[Begin]

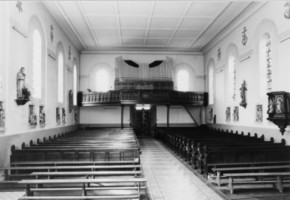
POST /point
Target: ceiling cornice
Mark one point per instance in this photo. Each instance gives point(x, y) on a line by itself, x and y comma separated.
point(208, 27)
point(249, 11)
point(60, 9)
point(148, 51)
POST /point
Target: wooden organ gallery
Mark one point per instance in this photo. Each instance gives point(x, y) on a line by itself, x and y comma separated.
point(144, 100)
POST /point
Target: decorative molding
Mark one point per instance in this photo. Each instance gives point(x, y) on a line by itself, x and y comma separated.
point(147, 51)
point(69, 52)
point(244, 36)
point(19, 31)
point(51, 54)
point(247, 55)
point(60, 9)
point(219, 54)
point(287, 10)
point(84, 76)
point(69, 68)
point(284, 36)
point(220, 68)
point(219, 71)
point(51, 33)
point(248, 12)
point(81, 9)
point(210, 25)
point(200, 76)
point(19, 6)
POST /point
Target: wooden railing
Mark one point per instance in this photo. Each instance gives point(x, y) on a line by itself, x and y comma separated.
point(164, 97)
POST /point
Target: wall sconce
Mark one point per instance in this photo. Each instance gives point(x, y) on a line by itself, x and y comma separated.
point(143, 107)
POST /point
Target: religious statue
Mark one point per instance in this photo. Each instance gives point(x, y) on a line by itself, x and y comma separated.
point(270, 107)
point(228, 114)
point(243, 90)
point(57, 116)
point(32, 117)
point(20, 83)
point(63, 115)
point(259, 113)
point(76, 114)
point(279, 105)
point(41, 116)
point(236, 113)
point(2, 116)
point(210, 114)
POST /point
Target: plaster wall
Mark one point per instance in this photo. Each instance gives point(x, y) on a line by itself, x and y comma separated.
point(91, 60)
point(14, 52)
point(269, 18)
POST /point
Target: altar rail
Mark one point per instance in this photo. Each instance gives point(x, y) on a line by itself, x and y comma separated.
point(158, 97)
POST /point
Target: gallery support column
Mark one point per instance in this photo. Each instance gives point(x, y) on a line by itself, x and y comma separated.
point(168, 113)
point(122, 116)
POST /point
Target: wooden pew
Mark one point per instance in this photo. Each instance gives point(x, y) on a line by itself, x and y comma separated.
point(220, 171)
point(87, 153)
point(60, 163)
point(277, 180)
point(15, 171)
point(85, 186)
point(87, 174)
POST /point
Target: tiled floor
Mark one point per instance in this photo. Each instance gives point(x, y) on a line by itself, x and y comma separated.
point(10, 195)
point(168, 178)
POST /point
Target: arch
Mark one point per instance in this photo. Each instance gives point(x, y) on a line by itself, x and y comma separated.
point(211, 80)
point(189, 82)
point(60, 54)
point(101, 77)
point(37, 57)
point(232, 56)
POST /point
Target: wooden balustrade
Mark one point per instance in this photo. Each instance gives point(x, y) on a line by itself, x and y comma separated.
point(165, 97)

[End]

_Your objective:_ Except for the pictures, give all the material above again verbatim.

_Response to the exercise:_
POST /point
Target: ceiling cornice
Mark one point per instance in this photo. Each instance gives point(x, y) on a line by itself, x and y comma separated.
point(208, 27)
point(249, 11)
point(60, 9)
point(148, 51)
POST /point
Target: wooden organ gallery
Mark one point per instance in this photo. Each instance gives point(x, y) on a line by itself, x and y comma separated.
point(144, 100)
POST /point
Target: decorative molding
Mark one point per instance in this photo. Each instance gives point(x, y) on a line by itself, x and y comma separated.
point(147, 51)
point(69, 52)
point(244, 36)
point(19, 31)
point(51, 54)
point(247, 55)
point(60, 9)
point(219, 54)
point(287, 10)
point(84, 76)
point(69, 68)
point(284, 36)
point(220, 68)
point(219, 71)
point(51, 33)
point(248, 12)
point(81, 9)
point(210, 25)
point(200, 76)
point(19, 6)
POST /point
Target: wooden railing
Mark one point per instance in this photo. Each instance gives point(x, y) on a line by itself, x and y comma separated.
point(164, 97)
POST /point
Target: wall sconce
Mark one point per instance in this photo. Each instance gives point(x, y) on a line by itself, x and y comma separated.
point(143, 107)
POST /point
Target: religious statue
Mark one point per instance in this photo. Each instance gives point(x, y) on a line by itself, x and y comma separated.
point(270, 107)
point(228, 114)
point(243, 90)
point(57, 116)
point(32, 117)
point(20, 83)
point(63, 115)
point(259, 113)
point(76, 114)
point(279, 105)
point(41, 116)
point(236, 113)
point(2, 116)
point(210, 114)
POST /point
Target: plaster wall
Mark one point per instance in this photo. Each instance gives point(x, y) on a line by itself, x and y comma separated.
point(91, 60)
point(14, 52)
point(269, 18)
POST /point
Target: altar rail
Mark one point per instance in this photo. Each instance gives point(x, y) on a line by itself, x and y comma separated.
point(158, 97)
POST /point
Target: gallery support column
Mark one point per instance in this photo. Each instance gives point(x, y) on a line by itself, x and y comma separated.
point(168, 113)
point(122, 116)
POST /point
Target: wooden pew
Mark one point per instance in this photo. Each instance gives point(x, y) on a line by itself, x and y comma separated.
point(220, 171)
point(87, 153)
point(60, 163)
point(277, 180)
point(15, 171)
point(85, 186)
point(87, 174)
POST /point
Target: tiled floor
Mark one point per instance in this photo. Each instance gives point(x, y) on a line by itself, x and y comma separated.
point(10, 195)
point(168, 178)
POST /point
Target: arch
Mark one point per instance in this photo. Each instance gives point(x, y) on a line by itself, x and y comma separated.
point(211, 80)
point(189, 82)
point(60, 54)
point(101, 77)
point(37, 57)
point(232, 56)
POST /point
Target: wooden balustrade
Mark one point per instance in this photo. Each instance gives point(x, y) on a line by itself, x and y comma separated.
point(165, 97)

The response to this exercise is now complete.